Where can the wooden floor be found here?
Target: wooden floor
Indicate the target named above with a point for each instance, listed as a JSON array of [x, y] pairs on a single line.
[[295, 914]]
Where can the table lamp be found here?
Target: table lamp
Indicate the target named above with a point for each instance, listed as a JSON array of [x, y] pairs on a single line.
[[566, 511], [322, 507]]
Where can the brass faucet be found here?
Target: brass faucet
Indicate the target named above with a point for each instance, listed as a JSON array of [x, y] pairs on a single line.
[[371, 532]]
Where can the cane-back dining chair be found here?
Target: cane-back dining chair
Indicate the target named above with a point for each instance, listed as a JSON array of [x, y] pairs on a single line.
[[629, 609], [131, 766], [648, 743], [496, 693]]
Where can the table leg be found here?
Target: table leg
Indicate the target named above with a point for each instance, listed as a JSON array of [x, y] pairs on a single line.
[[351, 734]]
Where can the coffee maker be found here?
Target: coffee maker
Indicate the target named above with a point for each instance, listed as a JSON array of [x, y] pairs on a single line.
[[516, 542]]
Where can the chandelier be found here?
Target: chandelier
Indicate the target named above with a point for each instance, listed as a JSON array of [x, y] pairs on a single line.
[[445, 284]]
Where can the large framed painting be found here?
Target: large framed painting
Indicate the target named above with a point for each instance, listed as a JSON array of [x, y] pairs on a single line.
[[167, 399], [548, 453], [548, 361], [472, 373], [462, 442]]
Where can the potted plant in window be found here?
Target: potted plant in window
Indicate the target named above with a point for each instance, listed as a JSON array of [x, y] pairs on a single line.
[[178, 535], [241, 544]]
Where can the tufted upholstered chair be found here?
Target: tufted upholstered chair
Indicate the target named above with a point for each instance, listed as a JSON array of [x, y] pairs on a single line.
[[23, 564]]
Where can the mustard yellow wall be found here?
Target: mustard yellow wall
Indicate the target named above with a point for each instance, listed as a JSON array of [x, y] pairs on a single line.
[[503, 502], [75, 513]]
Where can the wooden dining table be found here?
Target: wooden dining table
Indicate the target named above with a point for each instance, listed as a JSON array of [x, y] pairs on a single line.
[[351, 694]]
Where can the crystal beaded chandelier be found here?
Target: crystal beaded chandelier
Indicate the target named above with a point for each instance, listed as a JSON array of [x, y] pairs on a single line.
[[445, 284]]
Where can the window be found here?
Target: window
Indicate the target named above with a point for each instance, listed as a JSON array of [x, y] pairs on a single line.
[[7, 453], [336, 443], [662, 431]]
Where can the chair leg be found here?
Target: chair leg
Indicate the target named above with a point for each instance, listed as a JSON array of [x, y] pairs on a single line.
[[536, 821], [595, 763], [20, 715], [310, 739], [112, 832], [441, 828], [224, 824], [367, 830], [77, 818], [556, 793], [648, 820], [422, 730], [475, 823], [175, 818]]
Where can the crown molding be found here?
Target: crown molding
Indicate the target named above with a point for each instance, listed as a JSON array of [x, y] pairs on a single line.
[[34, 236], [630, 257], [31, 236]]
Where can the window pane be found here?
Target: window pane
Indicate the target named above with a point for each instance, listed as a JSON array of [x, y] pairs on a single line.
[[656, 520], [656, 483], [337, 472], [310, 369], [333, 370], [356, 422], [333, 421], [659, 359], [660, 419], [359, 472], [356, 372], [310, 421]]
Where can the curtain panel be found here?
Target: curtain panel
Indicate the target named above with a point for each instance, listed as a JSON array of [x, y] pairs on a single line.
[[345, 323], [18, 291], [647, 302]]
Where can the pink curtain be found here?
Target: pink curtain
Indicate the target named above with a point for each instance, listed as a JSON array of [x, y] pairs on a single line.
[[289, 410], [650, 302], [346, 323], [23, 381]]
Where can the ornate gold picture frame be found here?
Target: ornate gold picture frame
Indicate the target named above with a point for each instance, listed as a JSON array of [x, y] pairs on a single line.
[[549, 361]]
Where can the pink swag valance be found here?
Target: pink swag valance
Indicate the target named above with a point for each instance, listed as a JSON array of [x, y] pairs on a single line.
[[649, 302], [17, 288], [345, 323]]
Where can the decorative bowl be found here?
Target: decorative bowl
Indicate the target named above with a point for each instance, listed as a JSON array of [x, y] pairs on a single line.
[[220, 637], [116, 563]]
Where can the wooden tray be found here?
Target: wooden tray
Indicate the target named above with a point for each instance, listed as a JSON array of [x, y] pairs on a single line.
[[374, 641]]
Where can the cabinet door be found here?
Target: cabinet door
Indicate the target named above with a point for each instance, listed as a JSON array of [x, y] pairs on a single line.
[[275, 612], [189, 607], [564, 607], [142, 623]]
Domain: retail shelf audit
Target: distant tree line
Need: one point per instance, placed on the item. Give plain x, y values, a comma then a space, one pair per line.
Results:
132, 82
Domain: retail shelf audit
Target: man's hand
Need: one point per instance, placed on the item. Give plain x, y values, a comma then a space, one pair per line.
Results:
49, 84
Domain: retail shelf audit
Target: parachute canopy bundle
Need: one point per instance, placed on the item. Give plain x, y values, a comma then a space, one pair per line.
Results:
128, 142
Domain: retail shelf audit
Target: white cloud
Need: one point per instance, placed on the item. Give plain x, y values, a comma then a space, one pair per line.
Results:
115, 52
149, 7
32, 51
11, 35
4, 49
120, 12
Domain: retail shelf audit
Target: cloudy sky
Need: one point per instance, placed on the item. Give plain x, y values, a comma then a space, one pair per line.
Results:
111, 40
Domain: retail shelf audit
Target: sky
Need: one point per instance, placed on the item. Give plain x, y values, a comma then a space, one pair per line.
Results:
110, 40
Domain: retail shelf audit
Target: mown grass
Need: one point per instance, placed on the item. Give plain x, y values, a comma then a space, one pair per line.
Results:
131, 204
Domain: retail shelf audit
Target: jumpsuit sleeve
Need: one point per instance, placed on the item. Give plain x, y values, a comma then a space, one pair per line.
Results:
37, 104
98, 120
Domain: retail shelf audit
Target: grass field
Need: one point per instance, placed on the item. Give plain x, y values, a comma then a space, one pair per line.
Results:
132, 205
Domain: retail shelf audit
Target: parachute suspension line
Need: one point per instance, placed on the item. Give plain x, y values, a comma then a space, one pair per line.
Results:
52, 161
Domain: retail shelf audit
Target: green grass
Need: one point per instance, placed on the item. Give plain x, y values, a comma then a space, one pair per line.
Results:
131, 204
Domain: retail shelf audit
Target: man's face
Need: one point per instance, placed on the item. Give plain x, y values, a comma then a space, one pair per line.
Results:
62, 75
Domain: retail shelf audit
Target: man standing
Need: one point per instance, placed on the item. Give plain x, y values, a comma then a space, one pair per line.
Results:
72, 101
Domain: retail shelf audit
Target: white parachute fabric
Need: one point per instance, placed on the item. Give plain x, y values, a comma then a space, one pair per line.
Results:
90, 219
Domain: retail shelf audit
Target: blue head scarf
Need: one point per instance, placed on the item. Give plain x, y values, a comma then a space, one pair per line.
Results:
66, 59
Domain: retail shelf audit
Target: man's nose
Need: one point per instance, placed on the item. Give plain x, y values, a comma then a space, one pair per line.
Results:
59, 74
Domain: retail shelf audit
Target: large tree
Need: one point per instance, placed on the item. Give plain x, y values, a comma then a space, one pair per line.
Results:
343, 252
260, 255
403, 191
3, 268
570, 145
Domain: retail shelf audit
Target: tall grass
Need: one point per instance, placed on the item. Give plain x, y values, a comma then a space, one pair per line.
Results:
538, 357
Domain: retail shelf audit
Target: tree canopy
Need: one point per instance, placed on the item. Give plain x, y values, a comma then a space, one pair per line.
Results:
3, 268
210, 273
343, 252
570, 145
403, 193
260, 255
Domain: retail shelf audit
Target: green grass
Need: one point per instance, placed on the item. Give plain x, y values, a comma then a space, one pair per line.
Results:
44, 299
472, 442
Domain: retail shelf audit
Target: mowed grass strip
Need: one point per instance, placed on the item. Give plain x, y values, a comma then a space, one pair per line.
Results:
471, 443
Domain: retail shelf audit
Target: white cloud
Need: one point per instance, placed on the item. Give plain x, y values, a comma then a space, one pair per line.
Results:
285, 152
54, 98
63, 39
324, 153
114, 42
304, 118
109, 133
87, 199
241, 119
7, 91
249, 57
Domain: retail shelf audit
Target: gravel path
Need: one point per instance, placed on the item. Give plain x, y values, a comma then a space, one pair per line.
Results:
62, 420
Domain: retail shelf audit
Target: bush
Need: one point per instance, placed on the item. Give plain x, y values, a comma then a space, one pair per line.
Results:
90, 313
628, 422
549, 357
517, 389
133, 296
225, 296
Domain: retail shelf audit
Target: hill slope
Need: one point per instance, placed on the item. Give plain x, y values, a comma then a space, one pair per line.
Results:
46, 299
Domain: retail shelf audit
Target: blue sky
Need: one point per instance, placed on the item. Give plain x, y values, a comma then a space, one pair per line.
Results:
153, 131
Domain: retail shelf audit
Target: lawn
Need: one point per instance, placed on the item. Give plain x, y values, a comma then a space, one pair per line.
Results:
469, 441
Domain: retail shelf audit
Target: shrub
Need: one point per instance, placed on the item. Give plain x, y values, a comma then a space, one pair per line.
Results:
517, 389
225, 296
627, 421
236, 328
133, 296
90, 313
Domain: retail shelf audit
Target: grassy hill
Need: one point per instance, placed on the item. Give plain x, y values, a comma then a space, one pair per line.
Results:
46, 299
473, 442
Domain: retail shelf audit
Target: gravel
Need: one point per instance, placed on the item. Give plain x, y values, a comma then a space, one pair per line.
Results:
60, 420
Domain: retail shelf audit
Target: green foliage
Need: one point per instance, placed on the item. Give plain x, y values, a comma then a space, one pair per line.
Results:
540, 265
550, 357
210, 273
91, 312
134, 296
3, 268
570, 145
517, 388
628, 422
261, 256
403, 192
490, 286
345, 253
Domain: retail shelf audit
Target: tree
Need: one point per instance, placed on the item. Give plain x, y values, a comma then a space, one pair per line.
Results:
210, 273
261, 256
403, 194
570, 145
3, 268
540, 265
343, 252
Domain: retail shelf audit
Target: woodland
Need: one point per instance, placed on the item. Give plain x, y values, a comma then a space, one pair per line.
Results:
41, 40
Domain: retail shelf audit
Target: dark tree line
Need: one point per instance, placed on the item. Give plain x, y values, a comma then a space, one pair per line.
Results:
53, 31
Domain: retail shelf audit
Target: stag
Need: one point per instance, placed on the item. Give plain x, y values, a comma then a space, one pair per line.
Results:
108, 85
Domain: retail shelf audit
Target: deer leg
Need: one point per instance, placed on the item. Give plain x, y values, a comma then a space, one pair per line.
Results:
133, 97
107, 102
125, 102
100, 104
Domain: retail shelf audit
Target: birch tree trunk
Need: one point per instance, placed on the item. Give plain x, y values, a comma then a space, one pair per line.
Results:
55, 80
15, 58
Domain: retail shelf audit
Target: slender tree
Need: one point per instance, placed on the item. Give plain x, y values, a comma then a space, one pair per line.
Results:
##########
Exercise description:
Rewrite the material from the line with "Where can the wooden dining" up to and including the line with "[[7, 453], [336, 443], [662, 431]]", changing "chandelier" to "pendant light" and leaving everything else as it is.

Reply:
Where can the wooden dining table be found here?
Target: wooden dining table
Indicate the target named above with a point for each instance, listed as a JSON array of [x, y] pairs on a single line.
[[351, 694]]
Where can the crystal beaded pendant light be found here?
Target: crystal beaded pendant light
Indicate the target named above with a point for each instance, listed as a JSON array of [x, y] pairs on a single line.
[[445, 284]]
Where can the window be found here?
Target: window
Indicate the target named above with a point for each instance, listed as a JSON array of [x, y] pairs on a single line.
[[7, 453], [336, 443], [662, 431]]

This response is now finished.